On va visiter un deuxième hôtel, El Sueno de la Campana, une fondation qui héberge des touristes et des bénévoles qui aident les jeunes et les femmes de la région. On va les visiter car au premier abord, on préfère donner notre argent aux œuvres sociales plutôt qu’aux riches commerçants. On arrive donc dans un hôtel de luxe où on reçoit un accueil plutôt froid. On se demande si cette fondation commence d’abord par se préoccuper de son propre confort de luxe avant d’utiliser les fonds pour aider le peuple. Pourquoi pas? « Aide-toi et le ciel t’aidera ; tu aideras les autres ensuite.» Il y a une atmosphère qui ne nous plaît pas. On retourne donc au premier hôtel et on prend une réservation pour quelques jours plus tard.
En face de l’hôtel, près du parc central, on remarque une grande banderole qui dit : « Non à la violence faite aux femmes, pas de coups, pas de cris, pas d’injures ». On remarque aussi que les gens ont un drôle d’air, ils nous regardent sans nous saluer ou ils font semblant de ne pas nous avoir vus malgré que nous sommes très évidents; nous sommes à peu près les seuls touristes.
Avec l’intention de revenir dans quelques jours faire de l’écotourisme dans les communautés, nous retournons à notre hôtel à Matagalpa.
16 déc. Nous prenons un bus pour aller visiter Selva Negra, une ferme productrice de café qui accueille aussi des touristes. A notre arrivée, nous apercevons plusieurs autobus qui transportent de groupes en voyages organisés. Nous allons prendre une marche dans la forêt humide à travers de magnifiques arbres. Au retour nous prenons notre diner à travers les groupes de jeunes Américains qui mangent des hamburgers avec des frites. Nous avions l’intention de vernir loger dans cette ferme pendant quelques jours pour approfondir le monde du café mais ça nous apparaît davantage comme le monde des groupes touristiques. Notre choix se confirme, nous irons à San Ramon qui nous est apparu beaucoup plus authentique. Le soir à Matagalpa, concert de Noël au centre culturel en plein air.
17 déc. Belle marche de 5.30 h. au Cerro Apante à travers les fermes et les plantations de café. Autre concert au centre ville le soir.
18 déc. Journée plus facile. Nous visitons El Castillo del Chocolate et nous faisons une bonne provision de l’excellent chocolat noir de la région. Concert de musique moderne, toujours gratuit au centre culturel.

DONNÉES FOURNIES.
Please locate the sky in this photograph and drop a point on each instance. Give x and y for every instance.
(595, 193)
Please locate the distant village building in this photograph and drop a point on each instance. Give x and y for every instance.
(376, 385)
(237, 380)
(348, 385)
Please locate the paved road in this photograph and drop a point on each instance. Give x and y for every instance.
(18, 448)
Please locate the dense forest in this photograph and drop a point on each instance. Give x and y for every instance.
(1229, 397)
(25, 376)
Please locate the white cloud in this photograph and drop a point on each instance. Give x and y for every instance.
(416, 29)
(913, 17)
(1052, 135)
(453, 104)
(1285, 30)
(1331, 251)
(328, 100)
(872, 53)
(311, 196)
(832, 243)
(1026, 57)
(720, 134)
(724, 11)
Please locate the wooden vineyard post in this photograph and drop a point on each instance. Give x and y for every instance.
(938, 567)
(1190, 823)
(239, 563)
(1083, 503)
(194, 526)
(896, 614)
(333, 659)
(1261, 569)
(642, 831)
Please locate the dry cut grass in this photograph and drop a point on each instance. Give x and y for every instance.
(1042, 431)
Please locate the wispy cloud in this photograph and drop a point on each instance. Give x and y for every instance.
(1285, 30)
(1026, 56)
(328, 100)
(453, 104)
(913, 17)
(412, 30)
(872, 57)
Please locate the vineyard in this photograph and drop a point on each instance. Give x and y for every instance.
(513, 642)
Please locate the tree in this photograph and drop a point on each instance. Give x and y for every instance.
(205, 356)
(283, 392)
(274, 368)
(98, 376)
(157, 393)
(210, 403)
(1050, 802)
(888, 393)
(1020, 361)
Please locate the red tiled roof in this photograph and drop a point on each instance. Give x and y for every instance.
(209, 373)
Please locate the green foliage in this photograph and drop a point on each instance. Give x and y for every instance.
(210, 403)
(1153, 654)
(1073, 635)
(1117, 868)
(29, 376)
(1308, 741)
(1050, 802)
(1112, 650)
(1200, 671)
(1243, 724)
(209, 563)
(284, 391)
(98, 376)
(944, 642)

EXERCICES À RÉSOUDRE.
[A] Dans les entrées, de la ligne contenant « Please locate the tree » jusqu'à la fin des entrées, bornes comprises, substituez « occurrence » à « instance ». Recopiez ensuite uniquement ces lignes, sans rien modifier d'autre.
[B] Poursuivez le journal de voyage autour de Matagalpa à partir de sa dernière phrase.

RÉPONSES DANS L'ORDRE.
[A]
Please locate the tree in this photograph and drop a point on each occurrence. Give x and y for every occurrence.
(205, 356)
(283, 392)
(274, 368)
(98, 376)
(157, 393)
(210, 403)
(1050, 802)
(888, 393)
(1020, 361)
Please locate the red tiled roof in this photograph and drop a point on each occurrence. Give x and y for every occurrence.
(209, 373)
Please locate the green foliage in this photograph and drop a point on each occurrence. Give x and y for every occurrence.
(210, 403)
(1153, 654)
(1073, 635)
(1117, 868)
(29, 376)
(1308, 741)
(1050, 802)
(1112, 650)
(1200, 671)
(1243, 724)
(209, 563)
(284, 391)
(98, 376)
(944, 642)

[B]
19 déc. Une marche de 4.30 h. en campagne montagneuse. Le soir nous rencontrons un couple très charmant qui loge au même hôtel que nous: un Finlandais marié à une Nicaraguayenne. Elle fait du travail communautaire auprès des femmes. Nous décidons d’aller souper ensemble et nous y allons avec l’auto de l’organisme communautaire : un gros 4X4 neuf. Elle voyage avec son mari, toutes dépenses payées pour aller faire une conférence le lendemain à un groupe de femmes. « Aide-toi et le ciel t’aidera; tu aideras les autres ensuite ». Nous avons eu en soupant de belles et intéressantes discussions en espagnol bien sûr. Elle nous informe que, surtout en campagne, les femmes sont souvent victimes de violence et maintenues dans un état d’infériorité dans le couple.
20 déc. Nous retournons à San Ramon dans l’intention d’y passer quelques jours en vivant dans différentes communautés pour connaître la culture du café. On s’installe à l’hôtel du Salvadorien et on à une belle occasion de discuter avec la propriétaire. Elle nous avertit de ne pas aller seuls dans le quartier ouest ou dans les chemins de campagne. Il y a des voleurs qui attaquent les touristes avec couteaux pour leur faire les poches. On lui dit que lors de notre premier séjour, nous avons fait 3 kilomètres en campagne pour visiter une communauté et elle a l’air surpris que rien ne nous soit arrivé. Elle ajoute que si les gens avaient su qu’on allait de ce coté, ils se seraient organisés pour aller nous y attendre pour nous voler. Il y aurait dans le quartier ouest beaucoup d’émigrés travaillant dans les fermes à café et ce sont souvent des voleurs sans conscience morale. On s’installe dans une belle grande chambre de l’hôtel et on va faire un tour au village pour préparer nos visites dans la région.
Il faut d'abord trouver la coopérative, l'UCA. Un "gentil" monsieur ivre veut nous aider. On lui demande où est UCA et il nous conduit à un magasin de légume car il a compris Yucca et c’est un légume. Il s'acharne à nous aider mais on réussit poliment à s’en débarrasser.
On finit par trouver l'Union des Coopérative Agricole. Là, on nous offre une journée de visite dans une ferme située à 12 km . Notre intention : aller à pieds, coucher là-bas, visiter le lendemain, coucher encore et revenir au village à pied. Nous voulions visiter comme ça 2 ou 3 communautés. Ce qu’il nous offre : faire venir un taxi de la ville, engagé un guide pour une journée de visite et revenir avec le taxi. Étant donné ce que la propriétaire de l’hôtel nous avait dit, on accepte mais nous sommes un peu déçus car ce n’est pas du tout ce que nous voulions.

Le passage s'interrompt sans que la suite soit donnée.